— Task item —
Produce as output only the lines below starting at the line with "Return the mask of every instance of the person" and continuing through the line with "Return the mask of every instance of the glove", each one exactly as written.

* * *

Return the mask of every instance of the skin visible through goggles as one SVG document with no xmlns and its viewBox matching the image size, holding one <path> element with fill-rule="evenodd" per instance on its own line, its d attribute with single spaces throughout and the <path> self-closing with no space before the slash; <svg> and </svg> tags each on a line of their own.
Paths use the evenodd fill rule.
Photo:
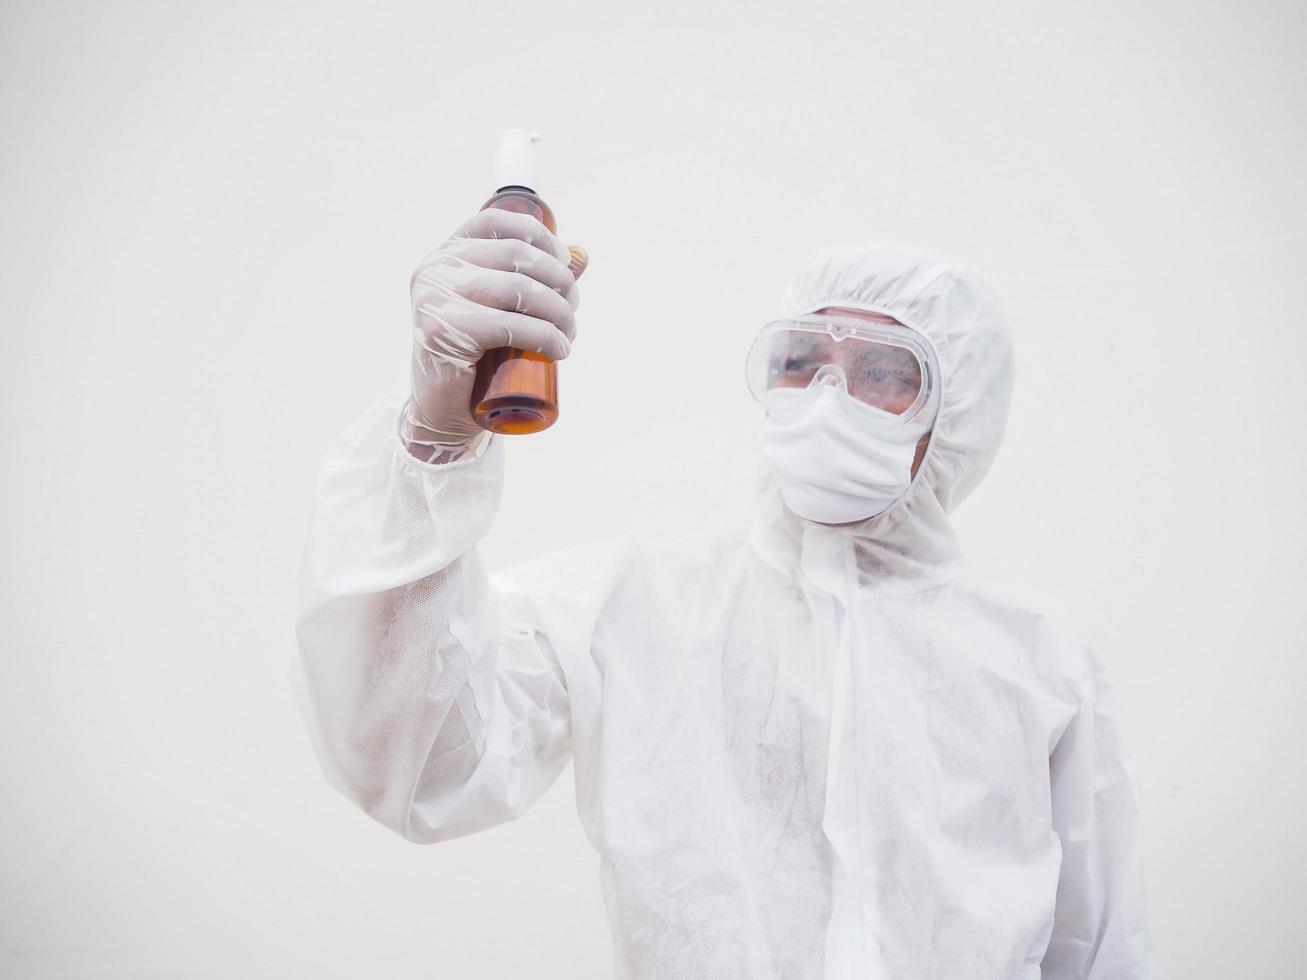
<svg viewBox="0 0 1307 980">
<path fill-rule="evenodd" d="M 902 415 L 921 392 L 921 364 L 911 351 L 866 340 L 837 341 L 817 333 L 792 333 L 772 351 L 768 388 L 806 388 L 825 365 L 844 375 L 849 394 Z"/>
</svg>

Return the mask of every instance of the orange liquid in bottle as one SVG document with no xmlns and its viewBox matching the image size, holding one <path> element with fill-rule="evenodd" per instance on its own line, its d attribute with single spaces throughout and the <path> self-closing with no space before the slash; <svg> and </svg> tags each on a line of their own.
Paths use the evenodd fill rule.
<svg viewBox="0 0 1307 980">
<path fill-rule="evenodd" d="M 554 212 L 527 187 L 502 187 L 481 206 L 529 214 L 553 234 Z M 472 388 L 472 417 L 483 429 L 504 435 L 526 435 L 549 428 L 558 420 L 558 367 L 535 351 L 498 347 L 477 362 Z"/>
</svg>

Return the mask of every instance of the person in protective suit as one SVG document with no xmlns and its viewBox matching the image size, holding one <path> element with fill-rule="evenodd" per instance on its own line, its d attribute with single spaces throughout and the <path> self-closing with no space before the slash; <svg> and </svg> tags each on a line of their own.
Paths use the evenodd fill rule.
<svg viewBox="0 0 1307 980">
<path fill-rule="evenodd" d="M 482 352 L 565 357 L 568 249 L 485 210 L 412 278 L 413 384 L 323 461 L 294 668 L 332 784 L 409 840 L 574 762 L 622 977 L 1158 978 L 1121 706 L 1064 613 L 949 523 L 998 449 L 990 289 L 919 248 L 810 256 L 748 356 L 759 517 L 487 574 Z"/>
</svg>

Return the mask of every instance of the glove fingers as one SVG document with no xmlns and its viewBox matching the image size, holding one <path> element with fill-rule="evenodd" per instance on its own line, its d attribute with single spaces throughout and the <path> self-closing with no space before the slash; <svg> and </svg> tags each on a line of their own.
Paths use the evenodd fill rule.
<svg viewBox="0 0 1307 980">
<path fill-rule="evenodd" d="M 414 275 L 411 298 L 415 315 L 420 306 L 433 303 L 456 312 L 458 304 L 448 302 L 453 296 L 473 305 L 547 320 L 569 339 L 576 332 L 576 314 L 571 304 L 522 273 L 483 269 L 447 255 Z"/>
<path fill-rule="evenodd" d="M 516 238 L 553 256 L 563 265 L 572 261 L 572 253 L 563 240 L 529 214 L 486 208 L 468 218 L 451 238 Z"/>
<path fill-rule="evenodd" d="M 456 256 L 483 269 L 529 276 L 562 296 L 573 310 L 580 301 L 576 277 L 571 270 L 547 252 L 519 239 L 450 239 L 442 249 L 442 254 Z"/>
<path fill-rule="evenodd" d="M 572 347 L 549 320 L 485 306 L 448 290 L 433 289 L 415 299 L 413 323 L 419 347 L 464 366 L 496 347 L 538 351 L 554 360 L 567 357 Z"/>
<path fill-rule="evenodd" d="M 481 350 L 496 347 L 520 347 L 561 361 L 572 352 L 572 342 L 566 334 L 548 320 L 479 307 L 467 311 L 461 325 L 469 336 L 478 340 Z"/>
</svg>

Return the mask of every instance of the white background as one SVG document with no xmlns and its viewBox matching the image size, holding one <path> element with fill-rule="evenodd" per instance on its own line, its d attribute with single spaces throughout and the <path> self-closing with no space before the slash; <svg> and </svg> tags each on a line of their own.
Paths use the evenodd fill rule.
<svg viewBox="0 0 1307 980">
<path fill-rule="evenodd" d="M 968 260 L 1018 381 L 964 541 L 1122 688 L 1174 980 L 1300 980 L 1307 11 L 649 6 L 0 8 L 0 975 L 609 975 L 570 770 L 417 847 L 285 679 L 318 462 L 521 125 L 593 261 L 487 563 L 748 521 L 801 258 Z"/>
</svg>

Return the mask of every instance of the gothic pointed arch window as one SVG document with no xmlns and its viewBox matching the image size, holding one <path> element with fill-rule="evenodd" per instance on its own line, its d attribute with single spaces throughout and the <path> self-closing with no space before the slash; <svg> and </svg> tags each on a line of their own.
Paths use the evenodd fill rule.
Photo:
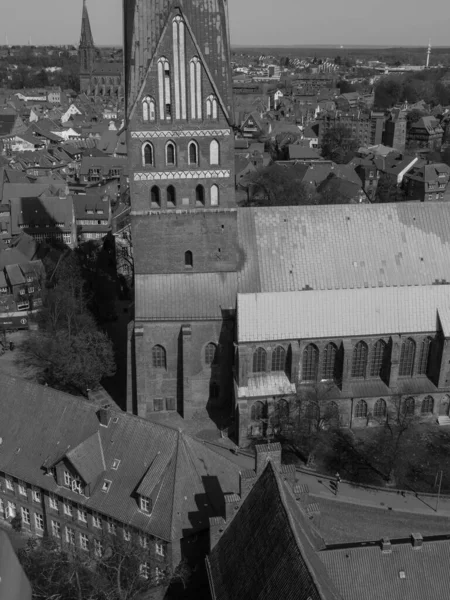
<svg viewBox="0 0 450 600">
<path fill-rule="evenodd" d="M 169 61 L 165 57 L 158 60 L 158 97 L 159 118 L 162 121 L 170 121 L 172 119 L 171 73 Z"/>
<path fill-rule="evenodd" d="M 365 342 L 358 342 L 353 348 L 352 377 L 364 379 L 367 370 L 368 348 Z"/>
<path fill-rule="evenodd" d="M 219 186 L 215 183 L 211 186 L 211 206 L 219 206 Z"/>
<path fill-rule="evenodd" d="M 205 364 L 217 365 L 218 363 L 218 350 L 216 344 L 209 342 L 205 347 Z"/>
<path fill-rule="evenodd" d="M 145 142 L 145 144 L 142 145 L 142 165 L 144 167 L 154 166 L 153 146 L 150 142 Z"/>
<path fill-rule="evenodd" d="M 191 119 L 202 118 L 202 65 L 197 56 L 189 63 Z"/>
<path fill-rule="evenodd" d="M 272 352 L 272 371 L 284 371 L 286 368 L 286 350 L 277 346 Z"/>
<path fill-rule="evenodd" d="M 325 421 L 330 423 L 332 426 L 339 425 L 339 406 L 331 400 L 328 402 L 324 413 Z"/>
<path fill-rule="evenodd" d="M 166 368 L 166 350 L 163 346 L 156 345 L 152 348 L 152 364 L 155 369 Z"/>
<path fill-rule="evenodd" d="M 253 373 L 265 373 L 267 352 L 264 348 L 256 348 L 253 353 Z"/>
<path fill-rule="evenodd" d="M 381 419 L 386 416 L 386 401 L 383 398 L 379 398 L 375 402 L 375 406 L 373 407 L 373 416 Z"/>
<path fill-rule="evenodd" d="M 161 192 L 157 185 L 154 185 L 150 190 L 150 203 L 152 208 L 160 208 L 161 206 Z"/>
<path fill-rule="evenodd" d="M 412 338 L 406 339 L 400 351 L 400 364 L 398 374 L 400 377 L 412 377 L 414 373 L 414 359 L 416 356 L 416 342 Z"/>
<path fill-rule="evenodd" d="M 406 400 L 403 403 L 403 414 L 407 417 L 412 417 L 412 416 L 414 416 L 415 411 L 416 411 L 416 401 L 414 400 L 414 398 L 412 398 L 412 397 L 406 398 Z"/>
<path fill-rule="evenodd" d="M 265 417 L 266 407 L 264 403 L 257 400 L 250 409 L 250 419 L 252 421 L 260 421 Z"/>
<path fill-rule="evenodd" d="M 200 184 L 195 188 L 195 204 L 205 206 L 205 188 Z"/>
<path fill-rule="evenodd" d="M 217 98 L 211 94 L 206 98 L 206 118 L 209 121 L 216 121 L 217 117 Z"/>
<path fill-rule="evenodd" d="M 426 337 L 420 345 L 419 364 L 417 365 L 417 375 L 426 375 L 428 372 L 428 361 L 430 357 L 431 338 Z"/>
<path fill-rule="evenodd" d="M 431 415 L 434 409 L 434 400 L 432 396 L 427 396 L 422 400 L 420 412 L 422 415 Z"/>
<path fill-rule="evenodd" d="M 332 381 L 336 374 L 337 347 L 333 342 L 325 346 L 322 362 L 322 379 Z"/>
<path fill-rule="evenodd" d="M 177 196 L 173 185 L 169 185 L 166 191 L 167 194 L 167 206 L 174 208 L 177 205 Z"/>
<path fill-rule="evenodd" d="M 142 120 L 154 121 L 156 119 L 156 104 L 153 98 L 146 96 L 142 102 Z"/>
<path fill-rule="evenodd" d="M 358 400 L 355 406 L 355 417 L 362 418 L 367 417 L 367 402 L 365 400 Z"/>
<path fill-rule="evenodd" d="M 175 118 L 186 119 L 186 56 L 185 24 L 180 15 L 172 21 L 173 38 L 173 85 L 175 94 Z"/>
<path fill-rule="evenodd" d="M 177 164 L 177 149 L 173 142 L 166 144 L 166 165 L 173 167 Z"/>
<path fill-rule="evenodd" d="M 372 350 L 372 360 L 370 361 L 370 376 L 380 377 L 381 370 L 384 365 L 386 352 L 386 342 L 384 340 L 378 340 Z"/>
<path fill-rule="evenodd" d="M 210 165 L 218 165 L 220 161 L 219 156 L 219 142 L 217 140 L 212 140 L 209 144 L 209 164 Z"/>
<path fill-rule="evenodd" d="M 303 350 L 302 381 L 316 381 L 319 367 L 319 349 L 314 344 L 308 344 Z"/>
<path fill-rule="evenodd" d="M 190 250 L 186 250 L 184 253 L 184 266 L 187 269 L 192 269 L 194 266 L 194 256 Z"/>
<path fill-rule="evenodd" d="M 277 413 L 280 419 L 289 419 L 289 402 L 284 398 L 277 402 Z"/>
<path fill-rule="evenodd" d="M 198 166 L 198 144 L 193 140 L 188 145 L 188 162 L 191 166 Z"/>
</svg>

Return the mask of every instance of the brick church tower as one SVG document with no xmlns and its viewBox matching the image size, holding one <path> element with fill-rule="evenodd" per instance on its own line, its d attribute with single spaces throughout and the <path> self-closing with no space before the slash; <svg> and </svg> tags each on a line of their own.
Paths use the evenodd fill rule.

* * *

— Solved exercise —
Return the mask of every instance of the person in protective suit as one SVG document with no xmlns and its viewBox matching the image size, holding one <path> element with fill-rule="evenodd" per instance on its own line, its d attribute with single spaces throughout and the <path> self-closing with no space before the slash; <svg> and </svg> tags each on a line of their own.
Paths use the evenodd fill rule.
<svg viewBox="0 0 1307 980">
<path fill-rule="evenodd" d="M 482 352 L 565 357 L 568 249 L 485 210 L 412 278 L 413 384 L 323 461 L 294 668 L 332 784 L 409 840 L 574 762 L 622 977 L 1158 978 L 1121 706 L 1064 613 L 949 523 L 998 449 L 990 289 L 919 248 L 810 256 L 748 356 L 759 517 L 487 574 Z"/>
</svg>

Return the mask of every instance of the glove fingers as one SVG document with no xmlns and its viewBox matching the image size, holding one <path> element with fill-rule="evenodd" per instance on its own line, its d attribute with single spaces throughout and the <path> self-closing with no space before the slash; <svg> and </svg> tags each on a line of their own.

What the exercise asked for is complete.